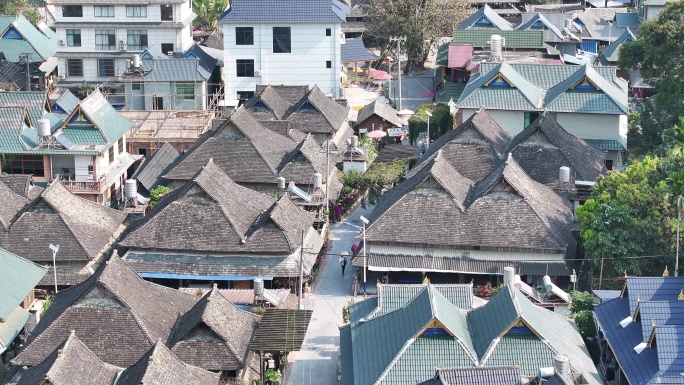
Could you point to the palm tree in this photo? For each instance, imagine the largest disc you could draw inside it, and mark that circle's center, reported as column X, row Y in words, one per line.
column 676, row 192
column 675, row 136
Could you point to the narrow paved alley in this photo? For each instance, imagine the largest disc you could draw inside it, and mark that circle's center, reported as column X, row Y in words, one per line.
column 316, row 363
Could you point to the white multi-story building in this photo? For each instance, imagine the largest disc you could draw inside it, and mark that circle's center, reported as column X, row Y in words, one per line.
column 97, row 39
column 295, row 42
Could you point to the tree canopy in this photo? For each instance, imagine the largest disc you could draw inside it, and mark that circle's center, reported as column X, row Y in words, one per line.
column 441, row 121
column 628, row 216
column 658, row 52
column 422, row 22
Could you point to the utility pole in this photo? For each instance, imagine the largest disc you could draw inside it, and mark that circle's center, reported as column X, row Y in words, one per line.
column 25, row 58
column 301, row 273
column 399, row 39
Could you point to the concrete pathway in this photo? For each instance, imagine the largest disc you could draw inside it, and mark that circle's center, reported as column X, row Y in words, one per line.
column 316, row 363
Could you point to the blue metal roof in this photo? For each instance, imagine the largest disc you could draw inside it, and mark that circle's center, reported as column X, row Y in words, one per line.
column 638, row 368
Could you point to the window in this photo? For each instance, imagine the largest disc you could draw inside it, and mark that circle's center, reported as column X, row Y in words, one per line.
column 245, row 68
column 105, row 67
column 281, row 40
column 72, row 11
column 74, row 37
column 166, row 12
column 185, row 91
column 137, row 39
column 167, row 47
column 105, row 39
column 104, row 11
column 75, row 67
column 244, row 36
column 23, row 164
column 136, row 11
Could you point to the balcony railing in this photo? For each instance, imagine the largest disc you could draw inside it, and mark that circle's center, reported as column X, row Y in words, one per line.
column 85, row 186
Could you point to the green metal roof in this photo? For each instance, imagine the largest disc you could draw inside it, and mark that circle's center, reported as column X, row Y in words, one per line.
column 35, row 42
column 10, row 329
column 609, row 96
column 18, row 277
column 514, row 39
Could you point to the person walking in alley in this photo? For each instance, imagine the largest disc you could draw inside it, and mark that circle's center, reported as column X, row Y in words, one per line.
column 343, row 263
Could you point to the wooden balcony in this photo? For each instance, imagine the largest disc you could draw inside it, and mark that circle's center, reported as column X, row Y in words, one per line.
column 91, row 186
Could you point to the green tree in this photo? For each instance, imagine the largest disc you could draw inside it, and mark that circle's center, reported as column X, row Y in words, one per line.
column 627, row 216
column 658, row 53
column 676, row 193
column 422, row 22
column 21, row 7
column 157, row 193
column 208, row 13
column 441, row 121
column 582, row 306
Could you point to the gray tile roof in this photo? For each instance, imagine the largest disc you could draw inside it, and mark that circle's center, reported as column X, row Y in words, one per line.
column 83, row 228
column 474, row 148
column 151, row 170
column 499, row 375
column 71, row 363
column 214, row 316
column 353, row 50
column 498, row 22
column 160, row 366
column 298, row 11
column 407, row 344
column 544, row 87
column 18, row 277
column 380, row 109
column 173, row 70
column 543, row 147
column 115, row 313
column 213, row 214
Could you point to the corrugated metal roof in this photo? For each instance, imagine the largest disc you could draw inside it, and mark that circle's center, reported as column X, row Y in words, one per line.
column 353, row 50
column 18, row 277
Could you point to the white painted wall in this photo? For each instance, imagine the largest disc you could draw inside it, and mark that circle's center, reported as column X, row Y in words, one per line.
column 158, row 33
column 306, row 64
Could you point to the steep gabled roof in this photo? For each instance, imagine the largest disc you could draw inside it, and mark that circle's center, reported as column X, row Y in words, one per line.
----
# What you should do
Rewrite all of the entries above, replacing "this photo" with "this image" wherever it appears and leaving everything else unchanged. Omit the pictures from your answer.

# Solution for this problem
Could you point to the palm tree in this image? For each instance, imagine the largest disc you could draw inside it, and mark that circle's center, reported as column X, row Y in words, one per line.
column 676, row 192
column 675, row 136
Could you point to the narrow paved alley in this image? For each instance, imagine the largest disc you could draw inside it, and mark that circle's center, reported as column X, row Y in words, one per line.
column 316, row 363
Could you point to the white multi-story building in this image? For each instance, imagine the largest disc you could draw inside it, and mark that circle's center, reported as column X, row Y in words, one per line.
column 97, row 39
column 295, row 42
Could you point to the tree canopy in this image? For each instance, imagine the largest disc you could draw inside it, and mark that circle's center, reported as column X, row Y in words, one per line.
column 441, row 121
column 628, row 216
column 658, row 52
column 422, row 22
Could you point to the utility pole in this image? For each instance, imagine the largest disc you could draw inside it, and mark that circle's center, reported as column X, row Y in words, one per line.
column 25, row 58
column 301, row 273
column 399, row 39
Could you point to the concrete pathway in this image? For each instance, imagine the largest disc you could draw inside it, and mark that circle's center, reported as column X, row Y in words, one per line.
column 316, row 363
Could you point to the blue metal roof in this image? For each instance, imagine the largest disc you could draw inside it, and mark that circle's center, reported as column X, row Y in words, one per line.
column 638, row 368
Could you point to the window in this image? For each instance, imagine the largest disc you could draw inside it, and mark that circle's center, reported as column X, row Y in words, one per line.
column 245, row 68
column 105, row 67
column 281, row 40
column 72, row 11
column 74, row 37
column 166, row 12
column 185, row 91
column 137, row 39
column 167, row 47
column 105, row 39
column 104, row 11
column 75, row 67
column 244, row 36
column 23, row 164
column 136, row 11
Could you point to the balcony railing in this image? For each instance, imagine the largest disc you could draw inside it, and mark that circle's center, reported as column X, row Y in words, one per line.
column 85, row 186
Could you point to the green metal roof in this image? For each instance, imagine the largest disc you could draw inside it, and mark that circle's center, reported as column X, row Y in words, one per line.
column 35, row 42
column 10, row 329
column 609, row 96
column 18, row 277
column 514, row 39
Could you point to the person walking in alley in this image? For each instance, imagine the largest disc you could draw inside it, and mark that circle's center, reported as column X, row Y in words, one per line.
column 343, row 263
Could you point to the wooden balcony in this image? For each instance, imagine the largest disc you could draw inside it, and mark that circle's center, reported as column X, row Y in words, one per line.
column 91, row 186
Could you point to the green tree in this image? For each instance, imagine the largest disc you could draw inside it, and mark that circle's center, reported as column X, row Y in words, one per line.
column 627, row 216
column 658, row 53
column 676, row 193
column 422, row 22
column 21, row 7
column 157, row 193
column 208, row 13
column 441, row 121
column 582, row 306
Could you point to the gray tile roof in this image? For each instance, imagine the largest disc you could draw inside it, and mark that circle's center, reported as column X, row Y in words, one per line.
column 83, row 228
column 474, row 148
column 151, row 170
column 499, row 375
column 71, row 363
column 214, row 316
column 353, row 50
column 498, row 22
column 160, row 366
column 298, row 11
column 407, row 344
column 544, row 87
column 18, row 277
column 380, row 109
column 173, row 70
column 543, row 147
column 115, row 313
column 213, row 214
Could you point to the corrugated metal roof in this image? For each instance, imagine the largest disc you could draw inside it, and mark that circle's center, reported as column X, row Y in words, one per line.
column 353, row 50
column 18, row 277
Could you point to the white painted wall in this image? For each instance, imagine the largest disc you could draw inside it, and mark that circle's center, reported as column X, row Y in words, one per line.
column 158, row 33
column 306, row 64
Could you point to the steep gabled roof in this image? For each instance, imagine the largest disc you could draw inside it, and mark that circle's center, reported as column X, row Y in words, one per line.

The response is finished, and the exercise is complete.